● EXERCISE DESCRIPTION
Copy every line of the data exactly, leaving nothing out.

[Dataset records]
+ + +
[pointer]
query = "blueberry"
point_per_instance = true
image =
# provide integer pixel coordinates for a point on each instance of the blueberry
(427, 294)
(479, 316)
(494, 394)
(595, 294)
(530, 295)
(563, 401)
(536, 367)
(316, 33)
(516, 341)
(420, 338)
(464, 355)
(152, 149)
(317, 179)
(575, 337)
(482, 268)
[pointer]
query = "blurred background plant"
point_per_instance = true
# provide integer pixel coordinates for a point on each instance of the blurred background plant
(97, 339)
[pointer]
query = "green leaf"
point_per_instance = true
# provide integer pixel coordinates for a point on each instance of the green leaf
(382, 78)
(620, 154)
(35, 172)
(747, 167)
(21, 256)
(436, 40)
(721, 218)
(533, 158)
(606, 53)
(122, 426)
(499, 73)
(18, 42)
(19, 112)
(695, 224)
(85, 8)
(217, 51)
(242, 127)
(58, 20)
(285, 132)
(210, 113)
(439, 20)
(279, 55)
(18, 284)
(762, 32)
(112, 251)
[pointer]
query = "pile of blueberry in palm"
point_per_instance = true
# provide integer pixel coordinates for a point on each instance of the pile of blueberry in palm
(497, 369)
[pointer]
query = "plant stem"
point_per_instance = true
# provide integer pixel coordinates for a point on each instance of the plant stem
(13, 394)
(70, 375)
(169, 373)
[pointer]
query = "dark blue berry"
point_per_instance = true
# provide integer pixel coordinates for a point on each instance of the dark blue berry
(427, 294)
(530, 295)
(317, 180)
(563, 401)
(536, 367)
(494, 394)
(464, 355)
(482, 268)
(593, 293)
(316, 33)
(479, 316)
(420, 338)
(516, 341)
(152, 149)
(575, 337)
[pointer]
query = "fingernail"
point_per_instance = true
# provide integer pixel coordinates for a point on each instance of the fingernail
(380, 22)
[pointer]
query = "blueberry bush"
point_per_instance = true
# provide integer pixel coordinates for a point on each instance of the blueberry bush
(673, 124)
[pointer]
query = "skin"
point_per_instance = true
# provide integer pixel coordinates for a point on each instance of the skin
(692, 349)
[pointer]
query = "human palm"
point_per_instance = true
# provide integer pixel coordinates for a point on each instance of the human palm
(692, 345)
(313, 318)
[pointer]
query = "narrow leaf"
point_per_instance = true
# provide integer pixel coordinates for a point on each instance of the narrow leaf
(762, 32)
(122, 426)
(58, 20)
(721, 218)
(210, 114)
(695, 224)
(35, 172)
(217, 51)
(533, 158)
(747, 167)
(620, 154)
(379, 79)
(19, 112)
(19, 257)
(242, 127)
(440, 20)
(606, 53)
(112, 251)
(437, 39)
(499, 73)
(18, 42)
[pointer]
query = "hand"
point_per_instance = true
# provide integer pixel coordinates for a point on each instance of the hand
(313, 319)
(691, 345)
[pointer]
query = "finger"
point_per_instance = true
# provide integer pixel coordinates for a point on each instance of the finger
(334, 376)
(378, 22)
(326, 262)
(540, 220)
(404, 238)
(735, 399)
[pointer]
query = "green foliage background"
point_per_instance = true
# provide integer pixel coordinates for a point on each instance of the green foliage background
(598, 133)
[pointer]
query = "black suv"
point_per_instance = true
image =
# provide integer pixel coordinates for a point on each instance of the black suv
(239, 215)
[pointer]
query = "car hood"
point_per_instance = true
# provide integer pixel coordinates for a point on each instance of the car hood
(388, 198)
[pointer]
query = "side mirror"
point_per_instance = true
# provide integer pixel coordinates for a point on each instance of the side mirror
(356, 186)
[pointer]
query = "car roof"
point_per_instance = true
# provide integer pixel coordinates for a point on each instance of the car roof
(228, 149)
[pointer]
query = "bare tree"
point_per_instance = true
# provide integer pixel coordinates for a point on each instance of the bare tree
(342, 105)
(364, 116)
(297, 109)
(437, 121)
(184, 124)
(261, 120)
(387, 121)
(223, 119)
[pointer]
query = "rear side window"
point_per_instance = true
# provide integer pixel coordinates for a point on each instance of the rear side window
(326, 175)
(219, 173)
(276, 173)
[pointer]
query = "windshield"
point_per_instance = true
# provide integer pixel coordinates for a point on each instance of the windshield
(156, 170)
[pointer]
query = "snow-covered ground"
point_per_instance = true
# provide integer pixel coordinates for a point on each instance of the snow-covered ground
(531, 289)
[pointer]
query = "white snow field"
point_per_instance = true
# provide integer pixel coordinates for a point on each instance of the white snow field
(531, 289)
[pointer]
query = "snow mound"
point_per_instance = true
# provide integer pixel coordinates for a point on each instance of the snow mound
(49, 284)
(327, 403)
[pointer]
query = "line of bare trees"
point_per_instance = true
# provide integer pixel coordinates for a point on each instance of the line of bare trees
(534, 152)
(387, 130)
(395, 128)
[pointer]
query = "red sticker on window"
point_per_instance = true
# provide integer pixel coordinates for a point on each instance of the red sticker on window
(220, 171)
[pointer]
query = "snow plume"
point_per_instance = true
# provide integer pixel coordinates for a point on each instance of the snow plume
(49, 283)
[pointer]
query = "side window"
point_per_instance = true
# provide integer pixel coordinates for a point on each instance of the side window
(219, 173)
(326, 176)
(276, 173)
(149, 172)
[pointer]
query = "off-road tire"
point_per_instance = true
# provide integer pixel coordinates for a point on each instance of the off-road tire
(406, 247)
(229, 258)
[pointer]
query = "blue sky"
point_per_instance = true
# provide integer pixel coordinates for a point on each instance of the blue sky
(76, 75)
+ + +
● RESPONSE TO THE TASK
[pointer]
query = "blueberry"
point_per_instance = true
image =
# provide integer pixel coordinates for a point on each instance of the blueberry
(427, 294)
(479, 316)
(494, 394)
(595, 294)
(530, 295)
(563, 401)
(536, 367)
(316, 33)
(516, 341)
(420, 338)
(464, 355)
(152, 149)
(317, 179)
(575, 337)
(482, 268)
[pointer]
query = "blurred background plant"
point_per_instance = true
# provide integer pixel coordinates for a point on each instance of the blurred background plant
(97, 339)
[pointer]
query = "green leaf"
point_per_instance = true
# provide integer pixel coordinates for a point on each instance of the green leaf
(382, 78)
(620, 154)
(35, 172)
(747, 167)
(21, 256)
(436, 40)
(721, 218)
(533, 158)
(606, 53)
(122, 426)
(499, 73)
(18, 42)
(19, 112)
(695, 224)
(85, 8)
(217, 51)
(242, 127)
(58, 20)
(285, 132)
(210, 113)
(439, 20)
(279, 55)
(18, 284)
(762, 32)
(112, 251)
[pointer]
query = "pile of blueberry in palm"
point_per_instance = true
# provide integer pixel coordinates for a point on each instance of the pile of blueberry in palm
(497, 369)
[pointer]
query = "plant stem"
point_per_instance = true
# provide integer pixel coordinates for a point on each instance of the plant stem
(13, 394)
(70, 375)
(169, 373)
[pointer]
query = "dark blue berry"
point_per_instance = true
# provide integer pixel coordinates for a point on each instance of the dark blue berry
(427, 294)
(530, 295)
(317, 180)
(563, 401)
(536, 367)
(494, 394)
(464, 355)
(482, 268)
(593, 293)
(316, 33)
(479, 316)
(420, 338)
(516, 341)
(152, 149)
(575, 337)
[pointer]
query = "fingernail"
point_per_instance = true
# provide integer pixel coordinates for a point on each instance of the fingernail
(380, 22)
[pointer]
query = "blueberry bush"
point_per_instance = true
# provide integer pixel coordinates for a point on each instance of the blueberry bush
(673, 124)
[pointer]
query = "skin"
point_per_instance = true
# provide integer pixel coordinates for a point on each instance of the skin
(692, 349)
[pointer]
query = "human palm"
point_per_instance = true
# provide integer pixel coordinates for a point on each instance of the human palm
(692, 345)
(313, 318)
[pointer]
query = "narrow leaf"
point_per_instance = true
# provide integer pixel coordinates for a point on each instance of the narrow leaf
(762, 32)
(122, 426)
(58, 20)
(721, 218)
(210, 114)
(695, 224)
(35, 172)
(217, 51)
(533, 158)
(747, 167)
(620, 154)
(379, 79)
(19, 112)
(19, 257)
(242, 127)
(440, 20)
(606, 53)
(112, 251)
(437, 39)
(499, 73)
(18, 42)
[pointer]
query = "hand"
point_per_instance = true
# provide integer pixel coordinates for a point on each instance of the hand
(313, 319)
(691, 345)
[pointer]
query = "finger"
point_per_instance = true
# provide integer pixel coordinates for a point on each instance of the finger
(334, 376)
(378, 22)
(326, 262)
(540, 220)
(404, 238)
(735, 399)
[pointer]
query = "green foliage background"
point_per_instance = true
# provide integer pixel coordinates for a point on each instance of the green foliage background
(598, 133)
[pointer]
query = "black suv"
point_per_instance = true
image =
# provide integer pixel coordinates for a point on each instance of the black suv
(239, 215)
[pointer]
query = "car hood"
point_per_instance = true
# provide integer pixel coordinates for a point on each instance of the car hood
(388, 198)
[pointer]
query = "side mirror"
point_per_instance = true
# provide integer pixel coordinates for a point on each instance of the side mirror
(356, 186)
[pointer]
query = "car roof"
point_per_instance = true
# provide integer pixel coordinates for a point on each instance of the car roof
(228, 149)
[pointer]
query = "bare tree"
point_per_instance = true
# provide integer pixel coordinates for a point on each instance of the bare tree
(342, 105)
(364, 116)
(297, 109)
(437, 121)
(184, 124)
(261, 120)
(387, 121)
(223, 119)
[pointer]
query = "rear side window"
point_per_instance = true
# provide integer pixel coordinates for a point on each instance of the rear side window
(326, 175)
(219, 173)
(276, 173)
[pointer]
query = "windshield"
point_per_instance = true
# provide integer pixel coordinates for a point on each instance of the windshield
(156, 170)
[pointer]
query = "snow-covered ground"
point_per_instance = true
# provide integer pixel coordinates for a point on each instance of the snow-covered ground
(531, 289)
[pointer]
query = "white snow field"
point_per_instance = true
# provide integer pixel coordinates for a point on each instance of the white snow field
(531, 289)
[pointer]
query = "snow mound"
point_per_instance = true
# provide integer pixel coordinates for a point on each instance of the snow mound
(49, 284)
(327, 403)
[pointer]
query = "line of bare trees"
point_per_instance = true
# provide integer pixel coordinates for a point on each instance of the line of bare trees
(534, 152)
(387, 130)
(395, 128)
[pointer]
query = "red sticker on window"
point_per_instance = true
# provide integer pixel coordinates for a point on each instance of the red sticker on window
(220, 171)
[pointer]
query = "snow plume"
point_per_instance = true
# provide integer pixel coordinates for a point on each instance of the snow plume
(49, 283)
[pointer]
query = "side window"
point_per_instance = true
# provide integer pixel coordinates for a point on each instance of the side window
(219, 173)
(326, 176)
(276, 173)
(149, 172)
[pointer]
query = "off-road tire"
point_per_instance = true
# provide integer pixel coordinates for a point on each instance of the off-road tire
(406, 247)
(229, 258)
[pointer]
query = "blue sky"
point_per_instance = true
# provide integer pixel coordinates for a point on each instance of the blue sky
(76, 75)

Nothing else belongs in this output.